_EXERCISE DESCRIPTION_:
Reproduce the lines from the one containing "Could you locate the alligator head" through the end of the lines, substituting "find" for "locate" and leaving everything else unchanged.
====== MATERIAL SHOWN
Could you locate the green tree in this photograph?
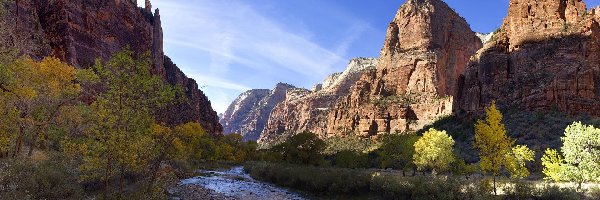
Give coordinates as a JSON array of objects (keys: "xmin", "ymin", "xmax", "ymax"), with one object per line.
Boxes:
[
  {"xmin": 450, "ymin": 153, "xmax": 479, "ymax": 180},
  {"xmin": 414, "ymin": 128, "xmax": 454, "ymax": 174},
  {"xmin": 148, "ymin": 122, "xmax": 207, "ymax": 192},
  {"xmin": 378, "ymin": 134, "xmax": 419, "ymax": 176},
  {"xmin": 542, "ymin": 149, "xmax": 566, "ymax": 182},
  {"xmin": 473, "ymin": 102, "xmax": 514, "ymax": 194},
  {"xmin": 0, "ymin": 57, "xmax": 85, "ymax": 157},
  {"xmin": 271, "ymin": 132, "xmax": 326, "ymax": 165},
  {"xmin": 334, "ymin": 150, "xmax": 368, "ymax": 169},
  {"xmin": 75, "ymin": 49, "xmax": 175, "ymax": 195},
  {"xmin": 506, "ymin": 145, "xmax": 534, "ymax": 179},
  {"xmin": 542, "ymin": 122, "xmax": 600, "ymax": 188}
]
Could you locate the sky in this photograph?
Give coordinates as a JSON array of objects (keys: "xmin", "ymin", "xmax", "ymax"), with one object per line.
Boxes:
[{"xmin": 138, "ymin": 0, "xmax": 600, "ymax": 113}]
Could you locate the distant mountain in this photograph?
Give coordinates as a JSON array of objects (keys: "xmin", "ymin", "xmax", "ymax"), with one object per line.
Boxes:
[{"xmin": 220, "ymin": 83, "xmax": 296, "ymax": 141}]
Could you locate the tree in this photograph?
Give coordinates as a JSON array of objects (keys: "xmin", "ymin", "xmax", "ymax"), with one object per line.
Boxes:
[
  {"xmin": 271, "ymin": 131, "xmax": 326, "ymax": 165},
  {"xmin": 334, "ymin": 150, "xmax": 368, "ymax": 169},
  {"xmin": 148, "ymin": 122, "xmax": 207, "ymax": 191},
  {"xmin": 414, "ymin": 128, "xmax": 454, "ymax": 174},
  {"xmin": 542, "ymin": 122, "xmax": 600, "ymax": 188},
  {"xmin": 542, "ymin": 149, "xmax": 566, "ymax": 182},
  {"xmin": 473, "ymin": 102, "xmax": 514, "ymax": 194},
  {"xmin": 74, "ymin": 49, "xmax": 175, "ymax": 195},
  {"xmin": 0, "ymin": 57, "xmax": 85, "ymax": 157},
  {"xmin": 506, "ymin": 145, "xmax": 534, "ymax": 179},
  {"xmin": 450, "ymin": 153, "xmax": 479, "ymax": 180},
  {"xmin": 378, "ymin": 134, "xmax": 419, "ymax": 176}
]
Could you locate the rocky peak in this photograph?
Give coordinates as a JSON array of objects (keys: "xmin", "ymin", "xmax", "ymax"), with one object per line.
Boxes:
[
  {"xmin": 221, "ymin": 83, "xmax": 296, "ymax": 141},
  {"xmin": 259, "ymin": 0, "xmax": 482, "ymax": 143},
  {"xmin": 502, "ymin": 0, "xmax": 587, "ymax": 51},
  {"xmin": 475, "ymin": 32, "xmax": 494, "ymax": 44}
]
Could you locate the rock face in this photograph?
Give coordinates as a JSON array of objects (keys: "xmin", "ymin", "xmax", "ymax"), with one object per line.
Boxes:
[
  {"xmin": 0, "ymin": 0, "xmax": 222, "ymax": 133},
  {"xmin": 259, "ymin": 0, "xmax": 482, "ymax": 143},
  {"xmin": 221, "ymin": 83, "xmax": 296, "ymax": 141},
  {"xmin": 455, "ymin": 0, "xmax": 600, "ymax": 116},
  {"xmin": 259, "ymin": 58, "xmax": 377, "ymax": 143}
]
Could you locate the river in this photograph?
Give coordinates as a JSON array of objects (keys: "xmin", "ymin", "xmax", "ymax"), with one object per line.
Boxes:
[{"xmin": 173, "ymin": 167, "xmax": 307, "ymax": 200}]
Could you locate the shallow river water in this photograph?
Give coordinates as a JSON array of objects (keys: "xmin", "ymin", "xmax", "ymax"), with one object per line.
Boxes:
[{"xmin": 180, "ymin": 167, "xmax": 306, "ymax": 200}]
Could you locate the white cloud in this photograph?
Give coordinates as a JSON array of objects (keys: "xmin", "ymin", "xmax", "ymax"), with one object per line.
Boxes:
[
  {"xmin": 187, "ymin": 73, "xmax": 251, "ymax": 92},
  {"xmin": 156, "ymin": 0, "xmax": 354, "ymax": 76}
]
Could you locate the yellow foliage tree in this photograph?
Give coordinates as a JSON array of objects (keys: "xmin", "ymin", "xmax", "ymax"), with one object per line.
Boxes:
[
  {"xmin": 506, "ymin": 145, "xmax": 534, "ymax": 179},
  {"xmin": 0, "ymin": 57, "xmax": 81, "ymax": 157},
  {"xmin": 73, "ymin": 49, "xmax": 175, "ymax": 196},
  {"xmin": 413, "ymin": 128, "xmax": 454, "ymax": 174},
  {"xmin": 542, "ymin": 149, "xmax": 565, "ymax": 182},
  {"xmin": 473, "ymin": 102, "xmax": 514, "ymax": 194}
]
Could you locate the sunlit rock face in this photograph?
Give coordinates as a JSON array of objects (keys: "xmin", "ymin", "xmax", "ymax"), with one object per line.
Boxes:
[
  {"xmin": 221, "ymin": 83, "xmax": 296, "ymax": 141},
  {"xmin": 259, "ymin": 58, "xmax": 377, "ymax": 144},
  {"xmin": 259, "ymin": 0, "xmax": 482, "ymax": 143},
  {"xmin": 0, "ymin": 0, "xmax": 222, "ymax": 133},
  {"xmin": 455, "ymin": 0, "xmax": 600, "ymax": 115}
]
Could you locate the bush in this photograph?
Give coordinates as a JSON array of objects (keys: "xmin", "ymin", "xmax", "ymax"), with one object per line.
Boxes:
[
  {"xmin": 504, "ymin": 181, "xmax": 536, "ymax": 200},
  {"xmin": 0, "ymin": 157, "xmax": 83, "ymax": 199},
  {"xmin": 534, "ymin": 186, "xmax": 583, "ymax": 200},
  {"xmin": 244, "ymin": 162, "xmax": 370, "ymax": 195},
  {"xmin": 271, "ymin": 132, "xmax": 326, "ymax": 165},
  {"xmin": 334, "ymin": 150, "xmax": 369, "ymax": 169}
]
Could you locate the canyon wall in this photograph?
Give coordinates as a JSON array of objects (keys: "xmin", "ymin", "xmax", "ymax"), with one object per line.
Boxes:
[
  {"xmin": 455, "ymin": 0, "xmax": 600, "ymax": 116},
  {"xmin": 221, "ymin": 83, "xmax": 296, "ymax": 141},
  {"xmin": 259, "ymin": 0, "xmax": 482, "ymax": 143},
  {"xmin": 0, "ymin": 0, "xmax": 222, "ymax": 133}
]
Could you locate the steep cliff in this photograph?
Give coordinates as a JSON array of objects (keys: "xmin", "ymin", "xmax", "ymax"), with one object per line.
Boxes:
[
  {"xmin": 455, "ymin": 0, "xmax": 600, "ymax": 116},
  {"xmin": 0, "ymin": 0, "xmax": 222, "ymax": 133},
  {"xmin": 259, "ymin": 58, "xmax": 377, "ymax": 143},
  {"xmin": 260, "ymin": 0, "xmax": 482, "ymax": 143},
  {"xmin": 221, "ymin": 83, "xmax": 295, "ymax": 141}
]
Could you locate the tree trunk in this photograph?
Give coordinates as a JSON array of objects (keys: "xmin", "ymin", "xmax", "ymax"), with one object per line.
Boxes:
[
  {"xmin": 104, "ymin": 154, "xmax": 111, "ymax": 199},
  {"xmin": 148, "ymin": 153, "xmax": 165, "ymax": 193},
  {"xmin": 494, "ymin": 174, "xmax": 498, "ymax": 195},
  {"xmin": 119, "ymin": 165, "xmax": 125, "ymax": 197},
  {"xmin": 27, "ymin": 130, "xmax": 39, "ymax": 158},
  {"xmin": 13, "ymin": 125, "xmax": 25, "ymax": 158}
]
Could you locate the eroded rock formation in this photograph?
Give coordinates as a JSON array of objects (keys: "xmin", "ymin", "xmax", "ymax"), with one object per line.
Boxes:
[
  {"xmin": 221, "ymin": 83, "xmax": 296, "ymax": 141},
  {"xmin": 259, "ymin": 58, "xmax": 377, "ymax": 143},
  {"xmin": 455, "ymin": 0, "xmax": 600, "ymax": 116},
  {"xmin": 259, "ymin": 0, "xmax": 482, "ymax": 143},
  {"xmin": 0, "ymin": 0, "xmax": 222, "ymax": 133}
]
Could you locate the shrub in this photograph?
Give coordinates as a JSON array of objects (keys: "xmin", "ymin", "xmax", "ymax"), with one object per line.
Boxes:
[
  {"xmin": 244, "ymin": 162, "xmax": 370, "ymax": 195},
  {"xmin": 0, "ymin": 157, "xmax": 83, "ymax": 199},
  {"xmin": 504, "ymin": 181, "xmax": 536, "ymax": 200},
  {"xmin": 334, "ymin": 150, "xmax": 369, "ymax": 169}
]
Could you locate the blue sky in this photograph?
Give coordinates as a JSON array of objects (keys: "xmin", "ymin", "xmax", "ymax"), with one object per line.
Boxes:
[{"xmin": 138, "ymin": 0, "xmax": 600, "ymax": 113}]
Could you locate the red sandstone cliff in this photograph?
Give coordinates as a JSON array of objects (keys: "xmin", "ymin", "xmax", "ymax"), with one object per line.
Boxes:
[
  {"xmin": 259, "ymin": 0, "xmax": 482, "ymax": 143},
  {"xmin": 0, "ymin": 0, "xmax": 222, "ymax": 133},
  {"xmin": 455, "ymin": 0, "xmax": 600, "ymax": 115}
]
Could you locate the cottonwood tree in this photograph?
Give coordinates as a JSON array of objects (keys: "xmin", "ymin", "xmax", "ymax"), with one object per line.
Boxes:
[
  {"xmin": 378, "ymin": 135, "xmax": 419, "ymax": 176},
  {"xmin": 473, "ymin": 101, "xmax": 532, "ymax": 194},
  {"xmin": 506, "ymin": 145, "xmax": 535, "ymax": 179},
  {"xmin": 0, "ymin": 57, "xmax": 81, "ymax": 157},
  {"xmin": 542, "ymin": 122, "xmax": 600, "ymax": 188},
  {"xmin": 148, "ymin": 122, "xmax": 207, "ymax": 192},
  {"xmin": 74, "ymin": 49, "xmax": 175, "ymax": 195},
  {"xmin": 413, "ymin": 128, "xmax": 454, "ymax": 175}
]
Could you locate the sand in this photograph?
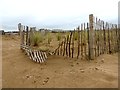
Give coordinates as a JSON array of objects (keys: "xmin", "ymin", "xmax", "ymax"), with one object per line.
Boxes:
[{"xmin": 2, "ymin": 36, "xmax": 118, "ymax": 88}]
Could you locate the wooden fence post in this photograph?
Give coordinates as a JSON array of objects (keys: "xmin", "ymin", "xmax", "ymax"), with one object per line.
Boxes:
[
  {"xmin": 89, "ymin": 14, "xmax": 94, "ymax": 60},
  {"xmin": 26, "ymin": 26, "xmax": 29, "ymax": 45},
  {"xmin": 69, "ymin": 31, "xmax": 72, "ymax": 57},
  {"xmin": 20, "ymin": 25, "xmax": 24, "ymax": 49},
  {"xmin": 77, "ymin": 27, "xmax": 80, "ymax": 59},
  {"xmin": 72, "ymin": 29, "xmax": 75, "ymax": 58},
  {"xmin": 103, "ymin": 22, "xmax": 106, "ymax": 53},
  {"xmin": 81, "ymin": 24, "xmax": 83, "ymax": 59}
]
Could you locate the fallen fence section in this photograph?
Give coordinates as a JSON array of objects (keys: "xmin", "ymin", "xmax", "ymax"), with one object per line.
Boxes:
[{"xmin": 21, "ymin": 45, "xmax": 47, "ymax": 63}]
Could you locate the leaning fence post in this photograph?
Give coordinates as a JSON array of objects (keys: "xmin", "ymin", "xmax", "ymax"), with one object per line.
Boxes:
[
  {"xmin": 89, "ymin": 14, "xmax": 94, "ymax": 60},
  {"xmin": 18, "ymin": 23, "xmax": 21, "ymax": 35}
]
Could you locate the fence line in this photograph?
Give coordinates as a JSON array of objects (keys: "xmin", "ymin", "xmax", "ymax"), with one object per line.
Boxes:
[{"xmin": 18, "ymin": 14, "xmax": 120, "ymax": 63}]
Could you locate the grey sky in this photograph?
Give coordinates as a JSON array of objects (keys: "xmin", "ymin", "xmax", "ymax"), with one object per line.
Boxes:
[{"xmin": 0, "ymin": 0, "xmax": 119, "ymax": 30}]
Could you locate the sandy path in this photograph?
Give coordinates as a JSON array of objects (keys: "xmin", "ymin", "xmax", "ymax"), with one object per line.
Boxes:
[{"xmin": 2, "ymin": 35, "xmax": 118, "ymax": 88}]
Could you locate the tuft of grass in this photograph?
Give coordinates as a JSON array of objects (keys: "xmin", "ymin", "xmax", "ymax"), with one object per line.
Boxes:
[
  {"xmin": 74, "ymin": 32, "xmax": 78, "ymax": 40},
  {"xmin": 47, "ymin": 34, "xmax": 52, "ymax": 44},
  {"xmin": 30, "ymin": 32, "xmax": 44, "ymax": 46}
]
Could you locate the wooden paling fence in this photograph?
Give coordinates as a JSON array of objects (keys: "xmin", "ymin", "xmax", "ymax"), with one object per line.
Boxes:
[
  {"xmin": 18, "ymin": 14, "xmax": 120, "ymax": 63},
  {"xmin": 54, "ymin": 14, "xmax": 119, "ymax": 60},
  {"xmin": 18, "ymin": 23, "xmax": 47, "ymax": 63}
]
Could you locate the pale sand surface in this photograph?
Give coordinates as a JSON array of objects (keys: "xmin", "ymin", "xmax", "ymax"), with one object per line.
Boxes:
[{"xmin": 0, "ymin": 36, "xmax": 118, "ymax": 88}]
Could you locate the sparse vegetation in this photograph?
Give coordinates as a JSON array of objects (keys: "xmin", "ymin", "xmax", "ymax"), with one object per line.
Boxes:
[
  {"xmin": 47, "ymin": 34, "xmax": 52, "ymax": 44},
  {"xmin": 57, "ymin": 33, "xmax": 62, "ymax": 41}
]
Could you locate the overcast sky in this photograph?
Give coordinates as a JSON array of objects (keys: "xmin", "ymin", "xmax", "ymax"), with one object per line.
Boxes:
[{"xmin": 0, "ymin": 0, "xmax": 119, "ymax": 30}]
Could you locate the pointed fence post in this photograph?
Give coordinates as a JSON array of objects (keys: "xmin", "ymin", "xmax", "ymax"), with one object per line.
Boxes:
[{"xmin": 89, "ymin": 14, "xmax": 94, "ymax": 60}]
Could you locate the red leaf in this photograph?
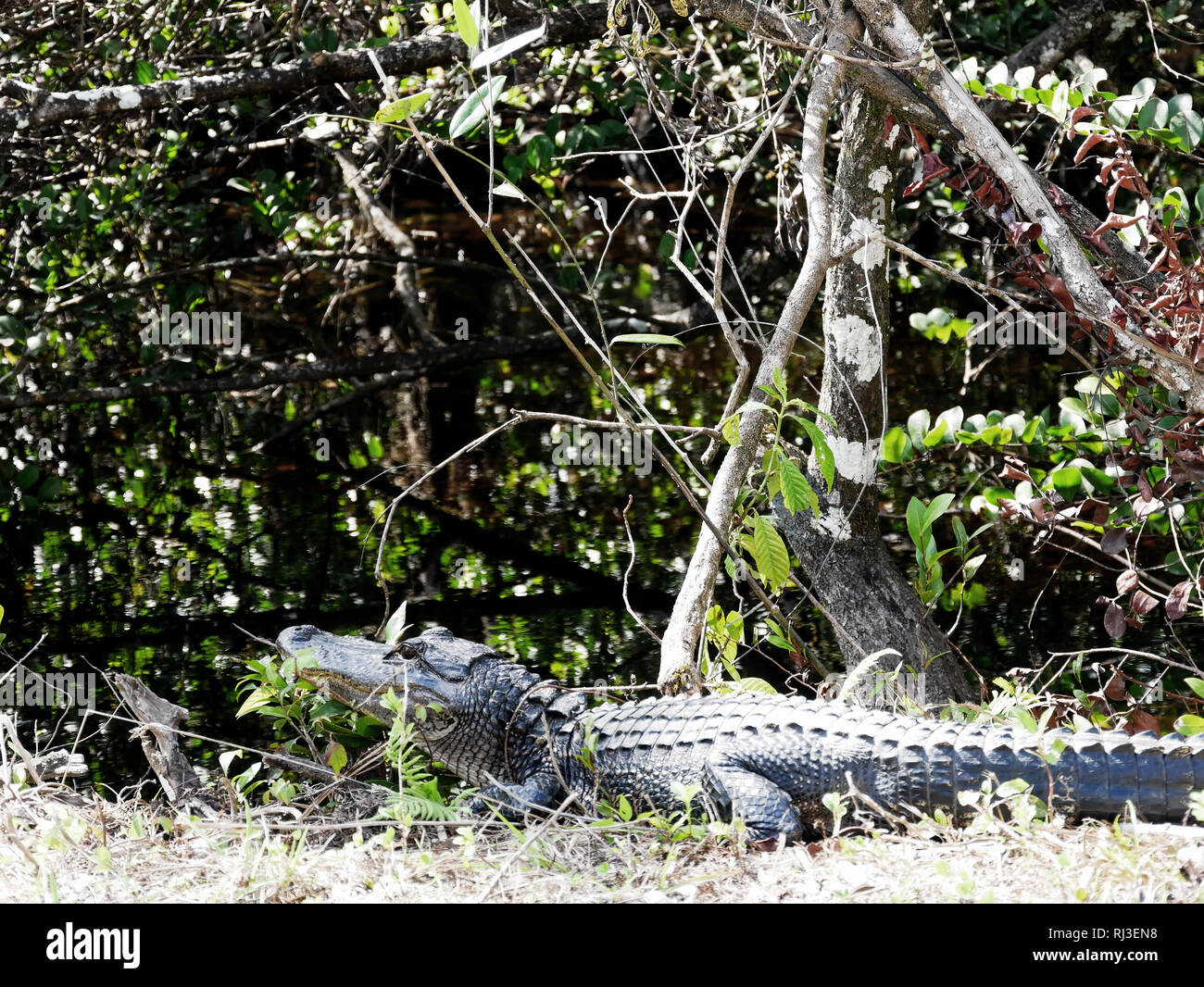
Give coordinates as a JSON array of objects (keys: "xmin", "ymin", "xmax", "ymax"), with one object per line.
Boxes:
[
  {"xmin": 1167, "ymin": 581, "xmax": 1192, "ymax": 620},
  {"xmin": 1104, "ymin": 603, "xmax": 1124, "ymax": 638},
  {"xmin": 1074, "ymin": 131, "xmax": 1104, "ymax": 165},
  {"xmin": 1133, "ymin": 590, "xmax": 1159, "ymax": 617},
  {"xmin": 1116, "ymin": 569, "xmax": 1140, "ymax": 593},
  {"xmin": 1124, "ymin": 709, "xmax": 1159, "ymax": 737},
  {"xmin": 1045, "ymin": 274, "xmax": 1074, "ymax": 312}
]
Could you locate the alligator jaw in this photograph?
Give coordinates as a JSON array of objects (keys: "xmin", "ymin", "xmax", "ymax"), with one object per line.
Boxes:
[{"xmin": 276, "ymin": 625, "xmax": 442, "ymax": 725}]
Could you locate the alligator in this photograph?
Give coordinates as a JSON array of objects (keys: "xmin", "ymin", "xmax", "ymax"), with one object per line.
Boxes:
[{"xmin": 277, "ymin": 626, "xmax": 1204, "ymax": 849}]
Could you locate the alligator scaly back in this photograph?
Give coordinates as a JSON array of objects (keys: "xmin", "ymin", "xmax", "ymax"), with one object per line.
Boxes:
[{"xmin": 277, "ymin": 627, "xmax": 1204, "ymax": 845}]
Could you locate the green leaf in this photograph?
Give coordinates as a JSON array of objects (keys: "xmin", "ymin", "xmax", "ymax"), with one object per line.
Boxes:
[
  {"xmin": 448, "ymin": 76, "xmax": 506, "ymax": 140},
  {"xmin": 1136, "ymin": 99, "xmax": 1171, "ymax": 130},
  {"xmin": 326, "ymin": 743, "xmax": 346, "ymax": 774},
  {"xmin": 372, "ymin": 89, "xmax": 433, "ymax": 124},
  {"xmin": 1050, "ymin": 466, "xmax": 1083, "ymax": 501},
  {"xmin": 610, "ymin": 332, "xmax": 685, "ymax": 346},
  {"xmin": 452, "ymin": 0, "xmax": 481, "ymax": 48},
  {"xmin": 798, "ymin": 418, "xmax": 835, "ymax": 491},
  {"xmin": 753, "ymin": 515, "xmax": 790, "ymax": 591},
  {"xmin": 1000, "ymin": 706, "xmax": 1036, "ymax": 731},
  {"xmin": 923, "ymin": 418, "xmax": 948, "ymax": 449},
  {"xmin": 1167, "ymin": 109, "xmax": 1204, "ymax": 151},
  {"xmin": 527, "ymin": 133, "xmax": 557, "ymax": 171},
  {"xmin": 907, "ymin": 497, "xmax": 923, "ymax": 548},
  {"xmin": 731, "ymin": 677, "xmax": 778, "ymax": 695},
  {"xmin": 235, "ymin": 685, "xmax": 277, "ymax": 718},
  {"xmin": 778, "ymin": 456, "xmax": 820, "ymax": 518},
  {"xmin": 1175, "ymin": 714, "xmax": 1204, "ymax": 737},
  {"xmin": 719, "ymin": 412, "xmax": 741, "ymax": 446},
  {"xmin": 882, "ymin": 425, "xmax": 911, "ymax": 462},
  {"xmin": 907, "ymin": 408, "xmax": 932, "ymax": 445},
  {"xmin": 922, "ymin": 494, "xmax": 955, "ymax": 531},
  {"xmin": 384, "ymin": 599, "xmax": 407, "ymax": 647}
]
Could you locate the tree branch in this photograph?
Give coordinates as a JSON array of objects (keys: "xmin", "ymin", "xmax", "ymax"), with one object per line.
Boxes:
[
  {"xmin": 658, "ymin": 6, "xmax": 851, "ymax": 693},
  {"xmin": 854, "ymin": 0, "xmax": 1204, "ymax": 410}
]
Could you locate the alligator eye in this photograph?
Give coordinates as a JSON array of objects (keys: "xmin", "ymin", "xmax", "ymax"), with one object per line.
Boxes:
[{"xmin": 384, "ymin": 641, "xmax": 421, "ymax": 661}]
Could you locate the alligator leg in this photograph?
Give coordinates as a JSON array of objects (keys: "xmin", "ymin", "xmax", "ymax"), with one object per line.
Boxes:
[
  {"xmin": 469, "ymin": 770, "xmax": 562, "ymax": 822},
  {"xmin": 705, "ymin": 750, "xmax": 803, "ymax": 850}
]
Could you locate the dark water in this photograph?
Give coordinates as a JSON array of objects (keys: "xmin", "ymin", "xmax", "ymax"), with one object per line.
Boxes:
[{"xmin": 0, "ymin": 223, "xmax": 1194, "ymax": 786}]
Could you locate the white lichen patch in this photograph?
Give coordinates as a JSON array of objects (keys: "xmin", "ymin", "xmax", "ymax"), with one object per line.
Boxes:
[
  {"xmin": 828, "ymin": 436, "xmax": 878, "ymax": 482},
  {"xmin": 832, "ymin": 316, "xmax": 883, "ymax": 384},
  {"xmin": 846, "ymin": 217, "xmax": 886, "ymax": 269},
  {"xmin": 819, "ymin": 506, "xmax": 852, "ymax": 542}
]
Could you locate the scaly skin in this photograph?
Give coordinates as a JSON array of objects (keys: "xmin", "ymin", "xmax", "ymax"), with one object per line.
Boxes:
[{"xmin": 277, "ymin": 626, "xmax": 1204, "ymax": 846}]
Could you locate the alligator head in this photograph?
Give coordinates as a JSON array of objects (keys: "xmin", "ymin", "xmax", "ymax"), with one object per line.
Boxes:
[{"xmin": 276, "ymin": 625, "xmax": 584, "ymax": 785}]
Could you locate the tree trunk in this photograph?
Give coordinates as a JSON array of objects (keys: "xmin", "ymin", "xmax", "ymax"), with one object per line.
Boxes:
[{"xmin": 774, "ymin": 13, "xmax": 976, "ymax": 703}]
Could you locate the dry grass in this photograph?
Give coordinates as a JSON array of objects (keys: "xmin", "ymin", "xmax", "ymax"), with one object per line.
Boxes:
[{"xmin": 0, "ymin": 783, "xmax": 1204, "ymax": 903}]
============
_TASK RESPONSE_:
Could you find the alligator head in this photograph?
Give coordinates as a JSON array of objects (keys: "xmin", "ymin", "xmax", "ymax"), with one object per line.
Boxes:
[{"xmin": 276, "ymin": 625, "xmax": 584, "ymax": 785}]
Could you find the tree trunk in this photograph?
Give coordinates as a JSON array of objects (keys: "xmin", "ymin", "xmax", "ymax"), with one object per line.
Boxes:
[{"xmin": 774, "ymin": 13, "xmax": 976, "ymax": 703}]
Could you find the dry grass in this photograph?
Give coordinates as a JSON array of objects (keys: "xmin", "ymin", "xmax", "ymax"), with one object per line.
Boxes:
[{"xmin": 0, "ymin": 783, "xmax": 1204, "ymax": 903}]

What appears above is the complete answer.